### STATED TASK A
Please reproduce the travel passage below word for word.
### STATED TASK B
Render the records below as a JSON list of strings with one string per line. Skip blank lines and omit the pictures.

### SOURCE DOCUMENT
When you fly to most countries, they want your passport to be valid for at least six months. Mine expires in five. Renewing it before the trip would have been the smart thing to do. But Pi Chi’s travel voucher was about to expire and if my passport was still in the mail I would not be able to go anywhere. I decided Japan would let me in anyway since I have always had such good luck with uniformed officials in the past. As usual, the immigration clerks dutifully stamped my passport and sent me on my way while I had to wait for them to question Pi Chi and her motives. Because of the seal on my passport, I can go almost anywhere in the world without suspicion. Because of the seal on her passport, every country Pi Chi wants to enter questions her at length. The only revenge she gets is when we get home. If there are 1000 foreigners and 10 locals waiting to pass immigration, they will still open more lines for the locals. While I wait behind 1000 foreigners to enter the country where I live, she waits behind one or two of her own kind.

Since our flight to Tokyo left very early in the morning (by my standards) we took the train to the airport the day before and spent the night at a sex motel. Pi Chi booked the hotel. Not because it was a sex motel but because it was close to the airport and cheap. It was cheap because it was cheap. We have stayed at other sex motels and none were as bad as this.

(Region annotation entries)
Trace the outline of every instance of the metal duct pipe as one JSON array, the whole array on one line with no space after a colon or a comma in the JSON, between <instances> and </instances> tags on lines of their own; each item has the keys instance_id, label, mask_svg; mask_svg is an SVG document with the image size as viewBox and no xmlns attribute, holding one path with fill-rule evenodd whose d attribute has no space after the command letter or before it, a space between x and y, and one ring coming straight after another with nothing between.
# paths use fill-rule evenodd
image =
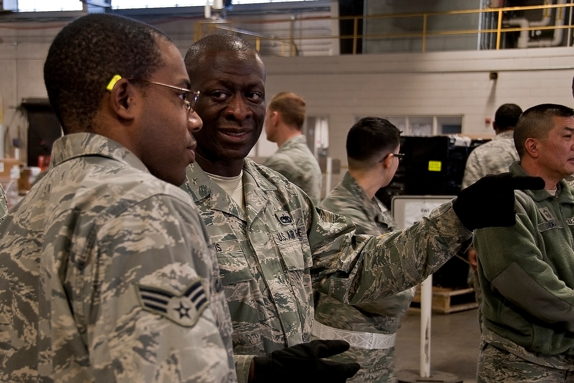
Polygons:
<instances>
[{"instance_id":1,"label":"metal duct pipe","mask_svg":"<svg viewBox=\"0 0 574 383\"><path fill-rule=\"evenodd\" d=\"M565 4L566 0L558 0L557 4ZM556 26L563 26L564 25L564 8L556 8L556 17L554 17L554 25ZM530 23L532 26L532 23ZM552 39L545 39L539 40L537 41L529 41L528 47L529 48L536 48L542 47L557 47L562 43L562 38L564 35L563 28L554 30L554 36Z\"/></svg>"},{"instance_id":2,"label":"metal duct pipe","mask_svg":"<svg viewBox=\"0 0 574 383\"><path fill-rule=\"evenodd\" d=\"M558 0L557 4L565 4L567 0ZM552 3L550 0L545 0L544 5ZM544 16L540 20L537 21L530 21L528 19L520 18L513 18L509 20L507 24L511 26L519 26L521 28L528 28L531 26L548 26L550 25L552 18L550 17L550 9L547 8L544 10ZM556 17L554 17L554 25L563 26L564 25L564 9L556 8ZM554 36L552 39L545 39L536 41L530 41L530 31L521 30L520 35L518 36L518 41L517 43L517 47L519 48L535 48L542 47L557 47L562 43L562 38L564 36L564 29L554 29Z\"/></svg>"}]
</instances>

### TASK OUTPUT A
When you fly to most countries, they want your passport to be valid for at least six months. Mine expires in five. Renewing it before the trip would have been the smart thing to do. But Pi Chi’s travel voucher was about to expire and if my passport was still in the mail I would not be able to go anywhere. I decided Japan would let me in anyway since I have always had such good luck with uniformed officials in the past. As usual, the immigration clerks dutifully stamped my passport and sent me on my way while I had to wait for them to question Pi Chi and her motives. Because of the seal on my passport, I can go almost anywhere in the world without suspicion. Because of the seal on her passport, every country Pi Chi wants to enter questions her at length. The only revenge she gets is when we get home. If there are 1000 foreigners and 10 locals waiting to pass immigration, they will still open more lines for the locals. While I wait behind 1000 foreigners to enter the country where I live, she waits behind one or two of her own kind.

Since our flight to Tokyo left very early in the morning (by my standards) we took the train to the airport the day before and spent the night at a sex motel. Pi Chi booked the hotel. Not because it was a sex motel but because it was close to the airport and cheap. It was cheap because it was cheap. We have stayed at other sex motels and none were as bad as this.

### TASK OUTPUT B
[
  "Trace the outline of every instance of the metal duct pipe as one JSON array, the whole array on one line with no space after a colon or a comma in the JSON, between <instances> and </instances> tags on lines of their own; each item has the keys instance_id, label, mask_svg; mask_svg is an SVG document with the image size as viewBox and no xmlns attribute, holding one path with fill-rule evenodd whose d attribute has no space after the command letter or before it, a space between x and y, and one ring coming straight after another with nothing between.",
  "# paths use fill-rule evenodd",
  "image =",
  "Polygons:",
  "<instances>",
  "[{\"instance_id\":1,\"label\":\"metal duct pipe\",\"mask_svg\":\"<svg viewBox=\\\"0 0 574 383\\\"><path fill-rule=\\\"evenodd\\\" d=\\\"M565 4L566 0L558 0L557 4ZM556 26L563 26L564 25L564 8L556 8L556 17L554 17L554 25ZM530 23L532 26L532 23ZM552 39L545 39L539 40L537 41L529 41L528 47L529 48L536 48L542 47L557 47L562 43L562 38L564 35L563 28L554 30L554 36Z\\\"/></svg>\"},{\"instance_id\":2,\"label\":\"metal duct pipe\",\"mask_svg\":\"<svg viewBox=\\\"0 0 574 383\\\"><path fill-rule=\\\"evenodd\\\" d=\\\"M558 0L557 4L565 4L567 0ZM552 3L550 0L545 0L544 5ZM544 16L540 20L537 21L530 21L528 19L520 18L513 18L509 20L507 24L511 26L519 26L521 28L528 28L531 26L548 26L550 25L552 18L550 17L550 9L547 8L544 10ZM556 17L554 17L554 25L563 26L564 25L564 9L556 8ZM554 36L552 39L545 39L536 41L530 41L530 31L521 30L520 35L518 36L518 41L517 43L517 47L519 48L535 48L542 47L557 47L562 43L562 38L564 36L564 29L554 29Z\\\"/></svg>\"}]",
  "</instances>"
]